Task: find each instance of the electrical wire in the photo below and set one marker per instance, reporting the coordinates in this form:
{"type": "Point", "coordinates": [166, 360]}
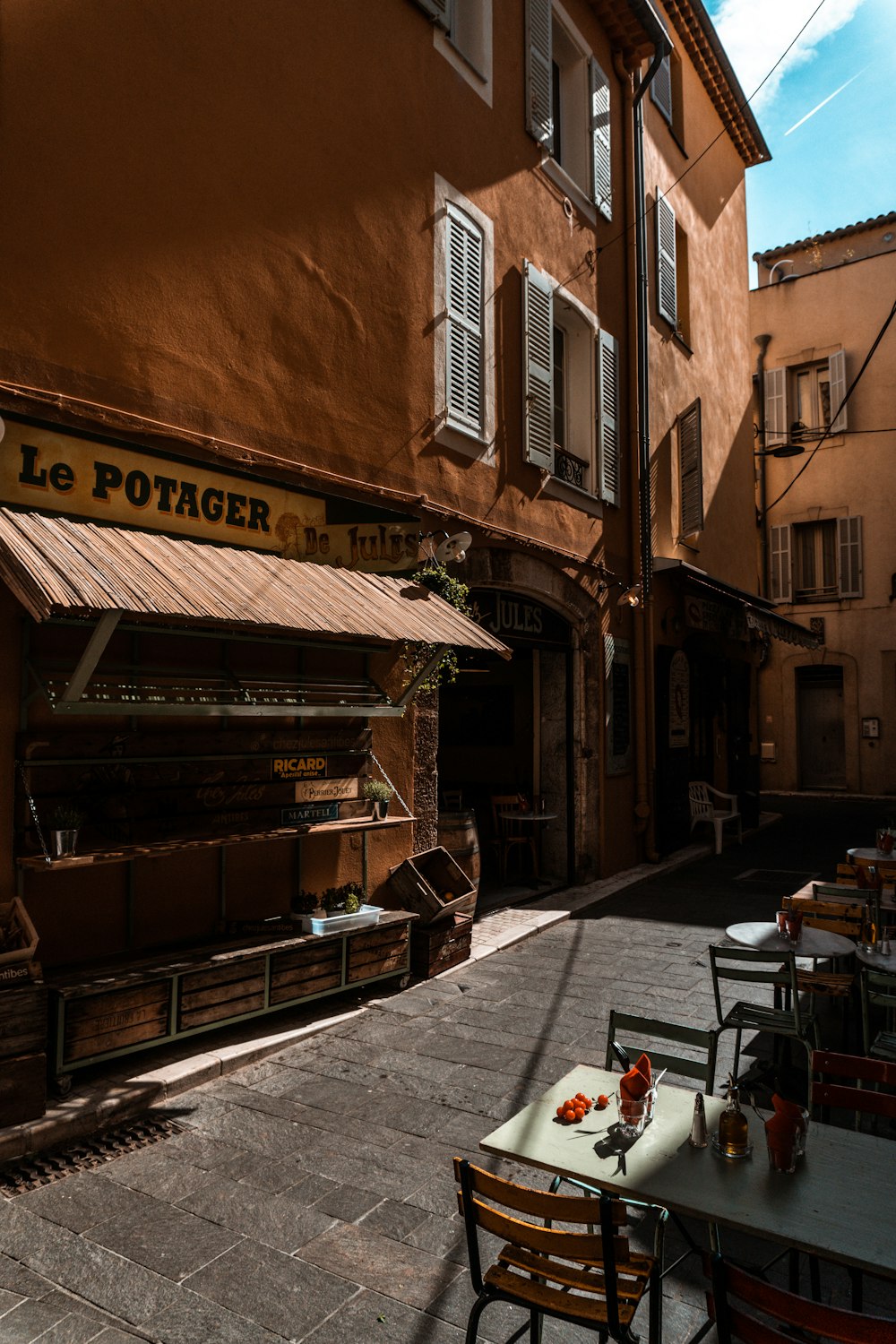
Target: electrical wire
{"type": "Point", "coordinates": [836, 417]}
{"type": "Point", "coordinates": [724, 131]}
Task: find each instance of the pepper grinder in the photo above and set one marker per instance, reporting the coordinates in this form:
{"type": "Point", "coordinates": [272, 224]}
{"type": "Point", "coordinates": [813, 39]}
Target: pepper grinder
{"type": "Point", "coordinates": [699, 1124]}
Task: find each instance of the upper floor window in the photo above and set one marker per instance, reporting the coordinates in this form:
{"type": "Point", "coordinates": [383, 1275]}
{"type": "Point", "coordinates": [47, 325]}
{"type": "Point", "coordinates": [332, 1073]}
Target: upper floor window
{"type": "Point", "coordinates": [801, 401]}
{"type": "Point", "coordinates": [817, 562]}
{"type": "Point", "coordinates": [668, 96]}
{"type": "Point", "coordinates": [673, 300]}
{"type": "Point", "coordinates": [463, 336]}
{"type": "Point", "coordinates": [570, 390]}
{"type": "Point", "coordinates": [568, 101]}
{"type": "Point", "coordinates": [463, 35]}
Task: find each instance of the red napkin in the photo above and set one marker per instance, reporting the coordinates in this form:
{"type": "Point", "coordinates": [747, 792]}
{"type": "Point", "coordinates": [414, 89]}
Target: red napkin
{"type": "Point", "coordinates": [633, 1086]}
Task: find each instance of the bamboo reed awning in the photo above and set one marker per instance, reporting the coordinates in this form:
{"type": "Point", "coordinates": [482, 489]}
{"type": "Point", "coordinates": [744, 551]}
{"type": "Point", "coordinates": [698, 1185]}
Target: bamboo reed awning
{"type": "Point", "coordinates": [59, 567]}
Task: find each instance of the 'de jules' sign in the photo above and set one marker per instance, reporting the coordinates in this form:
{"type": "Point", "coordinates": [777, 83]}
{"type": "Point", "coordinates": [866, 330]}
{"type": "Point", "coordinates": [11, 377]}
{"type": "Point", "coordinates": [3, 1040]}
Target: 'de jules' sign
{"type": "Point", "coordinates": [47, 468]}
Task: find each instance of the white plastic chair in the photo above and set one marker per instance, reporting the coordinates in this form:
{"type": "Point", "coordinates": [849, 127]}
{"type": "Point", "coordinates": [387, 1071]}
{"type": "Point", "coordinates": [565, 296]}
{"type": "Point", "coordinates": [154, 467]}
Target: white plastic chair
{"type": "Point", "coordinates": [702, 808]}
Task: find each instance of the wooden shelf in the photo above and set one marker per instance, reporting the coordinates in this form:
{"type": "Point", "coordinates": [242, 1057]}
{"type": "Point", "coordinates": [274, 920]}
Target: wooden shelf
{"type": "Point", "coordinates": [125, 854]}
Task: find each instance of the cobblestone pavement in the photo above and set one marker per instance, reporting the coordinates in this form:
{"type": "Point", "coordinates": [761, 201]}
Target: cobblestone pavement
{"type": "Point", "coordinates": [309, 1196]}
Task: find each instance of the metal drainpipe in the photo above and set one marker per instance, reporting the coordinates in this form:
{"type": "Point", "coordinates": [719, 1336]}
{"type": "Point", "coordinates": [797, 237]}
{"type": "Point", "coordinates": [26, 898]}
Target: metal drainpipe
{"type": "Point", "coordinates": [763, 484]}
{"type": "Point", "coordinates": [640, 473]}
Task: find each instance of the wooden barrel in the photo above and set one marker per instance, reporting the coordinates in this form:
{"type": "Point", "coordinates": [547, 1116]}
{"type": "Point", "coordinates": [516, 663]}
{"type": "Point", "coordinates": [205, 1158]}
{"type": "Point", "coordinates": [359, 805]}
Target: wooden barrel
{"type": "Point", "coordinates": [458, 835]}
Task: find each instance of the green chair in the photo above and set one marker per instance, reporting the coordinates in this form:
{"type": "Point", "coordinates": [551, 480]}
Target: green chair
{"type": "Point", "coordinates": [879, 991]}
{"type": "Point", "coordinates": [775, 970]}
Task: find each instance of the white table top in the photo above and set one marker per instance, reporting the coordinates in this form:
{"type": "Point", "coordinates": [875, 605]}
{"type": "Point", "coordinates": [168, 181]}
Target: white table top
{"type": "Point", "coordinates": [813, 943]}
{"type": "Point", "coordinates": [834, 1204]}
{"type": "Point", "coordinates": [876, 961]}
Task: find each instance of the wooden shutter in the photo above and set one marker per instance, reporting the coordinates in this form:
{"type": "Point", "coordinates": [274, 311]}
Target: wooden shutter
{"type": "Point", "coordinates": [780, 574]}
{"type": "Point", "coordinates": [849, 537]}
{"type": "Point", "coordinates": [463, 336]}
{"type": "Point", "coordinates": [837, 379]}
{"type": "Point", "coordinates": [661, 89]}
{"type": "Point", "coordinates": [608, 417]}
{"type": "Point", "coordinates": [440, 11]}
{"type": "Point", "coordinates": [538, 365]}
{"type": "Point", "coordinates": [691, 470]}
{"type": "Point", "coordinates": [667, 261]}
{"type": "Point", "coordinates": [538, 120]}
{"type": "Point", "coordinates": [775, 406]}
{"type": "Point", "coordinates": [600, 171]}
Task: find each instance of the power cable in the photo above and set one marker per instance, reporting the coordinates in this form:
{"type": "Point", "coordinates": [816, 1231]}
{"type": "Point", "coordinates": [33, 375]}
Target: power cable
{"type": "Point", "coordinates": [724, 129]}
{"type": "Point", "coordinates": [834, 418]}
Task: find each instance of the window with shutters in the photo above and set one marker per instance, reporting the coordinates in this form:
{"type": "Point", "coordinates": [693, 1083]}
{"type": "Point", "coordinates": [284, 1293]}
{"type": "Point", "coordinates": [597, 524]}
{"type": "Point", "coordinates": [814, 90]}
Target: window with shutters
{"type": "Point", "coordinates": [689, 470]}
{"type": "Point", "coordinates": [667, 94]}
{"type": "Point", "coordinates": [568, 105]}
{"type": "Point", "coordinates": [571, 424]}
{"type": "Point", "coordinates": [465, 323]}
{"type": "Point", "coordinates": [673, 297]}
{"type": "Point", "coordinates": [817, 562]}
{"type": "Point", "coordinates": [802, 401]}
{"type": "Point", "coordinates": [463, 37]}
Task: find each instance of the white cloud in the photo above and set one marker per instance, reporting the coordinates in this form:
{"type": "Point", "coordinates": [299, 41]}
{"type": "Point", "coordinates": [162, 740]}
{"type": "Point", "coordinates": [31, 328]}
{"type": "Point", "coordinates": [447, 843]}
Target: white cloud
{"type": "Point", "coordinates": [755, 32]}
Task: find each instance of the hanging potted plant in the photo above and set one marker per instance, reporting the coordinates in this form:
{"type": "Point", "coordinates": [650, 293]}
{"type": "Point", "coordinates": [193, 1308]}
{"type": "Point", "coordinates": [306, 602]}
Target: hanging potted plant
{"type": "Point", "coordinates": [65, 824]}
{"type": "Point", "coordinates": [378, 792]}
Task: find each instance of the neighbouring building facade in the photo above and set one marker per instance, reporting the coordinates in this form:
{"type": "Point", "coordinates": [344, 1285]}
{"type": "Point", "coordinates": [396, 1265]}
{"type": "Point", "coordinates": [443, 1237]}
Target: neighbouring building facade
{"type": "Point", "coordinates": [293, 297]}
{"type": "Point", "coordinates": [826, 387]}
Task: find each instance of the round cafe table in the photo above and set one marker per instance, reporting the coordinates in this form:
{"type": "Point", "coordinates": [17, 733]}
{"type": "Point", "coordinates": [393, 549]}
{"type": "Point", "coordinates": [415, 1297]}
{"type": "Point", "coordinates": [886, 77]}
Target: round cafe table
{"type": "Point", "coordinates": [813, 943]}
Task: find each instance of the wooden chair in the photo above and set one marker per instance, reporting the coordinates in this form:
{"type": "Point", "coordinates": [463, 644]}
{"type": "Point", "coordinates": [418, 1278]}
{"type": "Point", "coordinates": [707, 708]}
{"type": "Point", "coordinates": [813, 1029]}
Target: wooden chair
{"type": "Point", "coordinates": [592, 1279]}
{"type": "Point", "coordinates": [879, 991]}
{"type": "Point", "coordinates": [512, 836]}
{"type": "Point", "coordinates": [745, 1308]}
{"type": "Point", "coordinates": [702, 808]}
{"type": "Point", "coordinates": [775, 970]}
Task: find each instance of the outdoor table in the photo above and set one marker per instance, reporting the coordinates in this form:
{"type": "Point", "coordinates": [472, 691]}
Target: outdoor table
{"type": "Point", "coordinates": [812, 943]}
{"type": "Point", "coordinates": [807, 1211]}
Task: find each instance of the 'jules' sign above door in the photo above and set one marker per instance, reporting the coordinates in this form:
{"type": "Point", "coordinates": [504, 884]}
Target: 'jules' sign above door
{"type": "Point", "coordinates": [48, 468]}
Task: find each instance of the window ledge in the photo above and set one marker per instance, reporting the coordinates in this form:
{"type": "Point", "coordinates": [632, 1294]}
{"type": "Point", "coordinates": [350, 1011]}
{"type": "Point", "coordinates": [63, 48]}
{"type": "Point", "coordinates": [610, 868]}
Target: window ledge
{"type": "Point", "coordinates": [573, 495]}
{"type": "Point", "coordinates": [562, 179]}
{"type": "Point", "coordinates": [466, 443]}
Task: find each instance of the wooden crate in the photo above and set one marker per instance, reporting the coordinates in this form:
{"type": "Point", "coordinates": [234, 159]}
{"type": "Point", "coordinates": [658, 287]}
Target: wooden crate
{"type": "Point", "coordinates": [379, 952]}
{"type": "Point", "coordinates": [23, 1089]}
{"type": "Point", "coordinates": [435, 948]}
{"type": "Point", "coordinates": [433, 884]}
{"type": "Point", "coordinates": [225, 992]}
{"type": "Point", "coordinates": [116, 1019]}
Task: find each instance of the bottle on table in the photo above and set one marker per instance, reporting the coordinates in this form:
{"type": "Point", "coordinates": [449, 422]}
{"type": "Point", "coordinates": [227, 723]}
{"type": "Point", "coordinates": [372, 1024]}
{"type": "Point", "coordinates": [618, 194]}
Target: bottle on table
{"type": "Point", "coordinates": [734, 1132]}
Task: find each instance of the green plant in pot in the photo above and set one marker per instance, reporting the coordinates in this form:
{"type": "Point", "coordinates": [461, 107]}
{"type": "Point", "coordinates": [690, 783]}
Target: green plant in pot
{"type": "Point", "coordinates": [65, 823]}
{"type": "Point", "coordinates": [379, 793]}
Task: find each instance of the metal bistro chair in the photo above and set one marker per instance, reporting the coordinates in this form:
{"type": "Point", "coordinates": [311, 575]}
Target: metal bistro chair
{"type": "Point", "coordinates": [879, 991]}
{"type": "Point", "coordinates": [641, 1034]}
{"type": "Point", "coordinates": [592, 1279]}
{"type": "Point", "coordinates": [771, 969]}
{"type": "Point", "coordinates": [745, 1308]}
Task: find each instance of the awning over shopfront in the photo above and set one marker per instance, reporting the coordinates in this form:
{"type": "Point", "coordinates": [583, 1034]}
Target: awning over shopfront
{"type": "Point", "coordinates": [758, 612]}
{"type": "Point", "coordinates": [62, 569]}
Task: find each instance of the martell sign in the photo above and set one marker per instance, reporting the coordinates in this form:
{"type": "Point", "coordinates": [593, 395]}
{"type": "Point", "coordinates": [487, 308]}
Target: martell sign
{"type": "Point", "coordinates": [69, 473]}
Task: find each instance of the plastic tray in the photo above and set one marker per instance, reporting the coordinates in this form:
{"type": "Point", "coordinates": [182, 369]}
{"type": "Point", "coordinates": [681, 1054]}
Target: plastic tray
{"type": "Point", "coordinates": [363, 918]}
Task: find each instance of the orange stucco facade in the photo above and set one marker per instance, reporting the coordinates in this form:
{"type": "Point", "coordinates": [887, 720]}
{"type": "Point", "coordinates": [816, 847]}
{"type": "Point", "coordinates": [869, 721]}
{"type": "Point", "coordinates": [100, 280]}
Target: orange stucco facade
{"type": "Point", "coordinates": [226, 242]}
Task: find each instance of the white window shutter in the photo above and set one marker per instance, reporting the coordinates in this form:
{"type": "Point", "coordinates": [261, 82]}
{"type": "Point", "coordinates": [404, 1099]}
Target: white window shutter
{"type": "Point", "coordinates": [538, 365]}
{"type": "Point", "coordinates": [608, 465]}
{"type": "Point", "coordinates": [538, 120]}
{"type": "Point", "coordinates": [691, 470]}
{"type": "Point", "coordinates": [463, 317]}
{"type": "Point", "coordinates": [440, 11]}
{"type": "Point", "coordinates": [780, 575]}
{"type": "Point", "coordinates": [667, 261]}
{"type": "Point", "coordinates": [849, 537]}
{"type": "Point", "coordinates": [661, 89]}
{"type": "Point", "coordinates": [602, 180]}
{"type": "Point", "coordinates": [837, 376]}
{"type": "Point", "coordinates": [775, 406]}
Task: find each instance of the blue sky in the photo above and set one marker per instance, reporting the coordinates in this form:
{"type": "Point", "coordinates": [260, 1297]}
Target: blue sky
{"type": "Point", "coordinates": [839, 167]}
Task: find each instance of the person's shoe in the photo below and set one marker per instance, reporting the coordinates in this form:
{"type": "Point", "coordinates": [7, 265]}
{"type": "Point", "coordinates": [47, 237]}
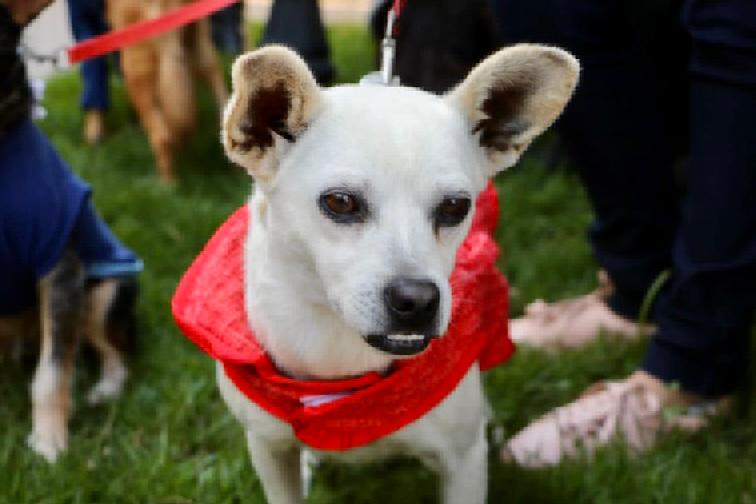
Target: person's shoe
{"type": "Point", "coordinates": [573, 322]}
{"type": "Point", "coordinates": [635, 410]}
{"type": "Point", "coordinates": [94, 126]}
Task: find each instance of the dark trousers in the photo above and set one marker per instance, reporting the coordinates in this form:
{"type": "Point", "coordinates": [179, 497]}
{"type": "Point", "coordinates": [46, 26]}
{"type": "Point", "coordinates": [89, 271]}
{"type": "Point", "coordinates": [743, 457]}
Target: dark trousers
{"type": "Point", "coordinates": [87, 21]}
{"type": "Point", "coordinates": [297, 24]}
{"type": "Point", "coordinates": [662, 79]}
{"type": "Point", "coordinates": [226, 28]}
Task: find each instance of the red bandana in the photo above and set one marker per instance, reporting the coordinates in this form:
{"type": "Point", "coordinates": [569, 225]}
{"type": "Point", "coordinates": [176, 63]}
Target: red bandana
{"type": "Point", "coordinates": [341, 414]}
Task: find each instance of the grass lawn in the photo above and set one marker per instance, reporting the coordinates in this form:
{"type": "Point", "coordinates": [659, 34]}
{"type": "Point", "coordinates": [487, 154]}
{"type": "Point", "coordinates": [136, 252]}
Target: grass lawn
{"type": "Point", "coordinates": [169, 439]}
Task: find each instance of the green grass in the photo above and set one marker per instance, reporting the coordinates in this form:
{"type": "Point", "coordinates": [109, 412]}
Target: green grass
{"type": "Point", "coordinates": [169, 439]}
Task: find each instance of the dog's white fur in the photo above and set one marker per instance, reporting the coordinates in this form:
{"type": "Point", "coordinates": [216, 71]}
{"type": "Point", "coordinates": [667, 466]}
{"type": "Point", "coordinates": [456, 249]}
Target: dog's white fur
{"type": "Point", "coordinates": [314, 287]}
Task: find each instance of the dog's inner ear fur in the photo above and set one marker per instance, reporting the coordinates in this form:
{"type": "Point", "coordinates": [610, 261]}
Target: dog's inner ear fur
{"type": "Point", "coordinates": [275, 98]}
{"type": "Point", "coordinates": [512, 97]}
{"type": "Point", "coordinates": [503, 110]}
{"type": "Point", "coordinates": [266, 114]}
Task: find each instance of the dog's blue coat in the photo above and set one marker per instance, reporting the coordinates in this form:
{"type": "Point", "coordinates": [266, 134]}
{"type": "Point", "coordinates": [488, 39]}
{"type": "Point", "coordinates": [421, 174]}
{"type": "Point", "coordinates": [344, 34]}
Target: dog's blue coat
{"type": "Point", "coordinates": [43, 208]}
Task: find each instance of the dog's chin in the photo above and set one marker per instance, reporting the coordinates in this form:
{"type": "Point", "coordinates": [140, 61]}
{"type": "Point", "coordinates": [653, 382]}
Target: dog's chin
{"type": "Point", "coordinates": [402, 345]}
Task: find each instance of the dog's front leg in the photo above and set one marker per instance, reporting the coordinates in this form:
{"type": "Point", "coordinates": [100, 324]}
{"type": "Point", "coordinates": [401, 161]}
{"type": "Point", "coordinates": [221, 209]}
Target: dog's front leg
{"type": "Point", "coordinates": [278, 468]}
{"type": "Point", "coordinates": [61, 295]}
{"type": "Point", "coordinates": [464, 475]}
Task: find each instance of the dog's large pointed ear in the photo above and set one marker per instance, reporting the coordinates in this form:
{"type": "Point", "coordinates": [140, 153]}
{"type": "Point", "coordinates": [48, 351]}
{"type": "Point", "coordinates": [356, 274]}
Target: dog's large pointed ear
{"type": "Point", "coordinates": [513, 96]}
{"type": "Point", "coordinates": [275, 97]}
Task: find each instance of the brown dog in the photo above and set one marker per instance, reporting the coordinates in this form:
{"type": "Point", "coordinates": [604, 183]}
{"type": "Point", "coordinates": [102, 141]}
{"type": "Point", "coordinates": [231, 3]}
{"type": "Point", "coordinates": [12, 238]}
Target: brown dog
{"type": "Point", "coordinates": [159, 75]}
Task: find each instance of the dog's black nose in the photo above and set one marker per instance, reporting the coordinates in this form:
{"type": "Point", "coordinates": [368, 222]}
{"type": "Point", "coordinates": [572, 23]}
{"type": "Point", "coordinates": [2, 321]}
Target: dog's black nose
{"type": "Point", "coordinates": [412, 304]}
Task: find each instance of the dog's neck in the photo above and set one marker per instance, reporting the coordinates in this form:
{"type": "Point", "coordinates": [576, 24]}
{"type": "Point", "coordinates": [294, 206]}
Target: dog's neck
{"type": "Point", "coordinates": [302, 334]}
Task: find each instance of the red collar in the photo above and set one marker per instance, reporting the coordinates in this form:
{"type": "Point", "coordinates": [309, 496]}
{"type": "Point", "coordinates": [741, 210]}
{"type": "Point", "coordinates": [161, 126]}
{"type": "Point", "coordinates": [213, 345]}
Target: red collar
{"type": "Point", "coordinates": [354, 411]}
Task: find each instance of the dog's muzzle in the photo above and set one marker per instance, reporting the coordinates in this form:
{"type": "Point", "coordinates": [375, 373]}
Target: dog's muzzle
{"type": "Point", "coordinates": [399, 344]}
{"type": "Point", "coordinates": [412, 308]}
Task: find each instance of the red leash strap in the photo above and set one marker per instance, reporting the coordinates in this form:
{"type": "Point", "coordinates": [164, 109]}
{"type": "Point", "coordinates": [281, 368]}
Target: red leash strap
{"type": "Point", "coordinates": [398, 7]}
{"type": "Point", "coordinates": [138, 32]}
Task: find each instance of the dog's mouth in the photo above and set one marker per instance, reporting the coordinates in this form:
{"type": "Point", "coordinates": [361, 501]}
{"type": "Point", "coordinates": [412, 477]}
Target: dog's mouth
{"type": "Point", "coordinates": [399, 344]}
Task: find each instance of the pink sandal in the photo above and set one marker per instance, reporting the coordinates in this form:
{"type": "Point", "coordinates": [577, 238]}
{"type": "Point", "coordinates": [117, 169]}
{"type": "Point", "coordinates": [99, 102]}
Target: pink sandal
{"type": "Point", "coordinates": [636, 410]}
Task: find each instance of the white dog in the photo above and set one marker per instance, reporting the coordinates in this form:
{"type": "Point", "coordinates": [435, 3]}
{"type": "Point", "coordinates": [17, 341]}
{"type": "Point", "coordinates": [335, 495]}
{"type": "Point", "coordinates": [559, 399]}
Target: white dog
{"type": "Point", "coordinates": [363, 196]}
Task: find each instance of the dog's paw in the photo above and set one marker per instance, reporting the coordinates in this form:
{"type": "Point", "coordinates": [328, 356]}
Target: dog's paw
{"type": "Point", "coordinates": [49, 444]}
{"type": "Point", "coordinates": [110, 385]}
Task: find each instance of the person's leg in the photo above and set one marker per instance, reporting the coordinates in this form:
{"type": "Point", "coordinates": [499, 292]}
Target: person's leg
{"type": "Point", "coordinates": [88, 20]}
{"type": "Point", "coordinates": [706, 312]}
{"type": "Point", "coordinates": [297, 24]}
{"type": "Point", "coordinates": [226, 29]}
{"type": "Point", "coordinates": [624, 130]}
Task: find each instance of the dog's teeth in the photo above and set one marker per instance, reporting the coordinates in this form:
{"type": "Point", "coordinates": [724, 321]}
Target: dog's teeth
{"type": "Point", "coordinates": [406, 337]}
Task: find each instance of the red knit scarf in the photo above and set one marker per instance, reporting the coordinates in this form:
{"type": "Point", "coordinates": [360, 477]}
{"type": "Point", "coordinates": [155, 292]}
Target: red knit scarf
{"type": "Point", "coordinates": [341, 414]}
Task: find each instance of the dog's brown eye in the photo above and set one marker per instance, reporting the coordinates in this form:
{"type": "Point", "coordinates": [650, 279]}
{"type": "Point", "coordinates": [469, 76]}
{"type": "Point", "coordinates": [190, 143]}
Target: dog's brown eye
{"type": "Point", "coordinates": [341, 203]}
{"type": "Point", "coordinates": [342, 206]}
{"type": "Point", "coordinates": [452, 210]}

*EXERCISE REQUIREMENTS*
All lines from the one containing "Task: find each instance of the red knit" through the end of the records, both ends included, are to be quoted exactly; please add nothing else.

*SOLUTION TO THE EXERCISE*
Task: find each instance of the red knit scarf in the photo above and set one marker per instance, reporting the coordinates in this form:
{"type": "Point", "coordinates": [360, 477]}
{"type": "Point", "coordinates": [155, 292]}
Target: red knit scarf
{"type": "Point", "coordinates": [341, 414]}
Task: find each instance of the dog's brown eye in the photo above and set one marker per instance, reporting the coordinates in this form:
{"type": "Point", "coordinates": [650, 279]}
{"type": "Point", "coordinates": [469, 76]}
{"type": "Point", "coordinates": [190, 143]}
Target: dog's brown eye
{"type": "Point", "coordinates": [341, 203]}
{"type": "Point", "coordinates": [342, 206]}
{"type": "Point", "coordinates": [452, 210]}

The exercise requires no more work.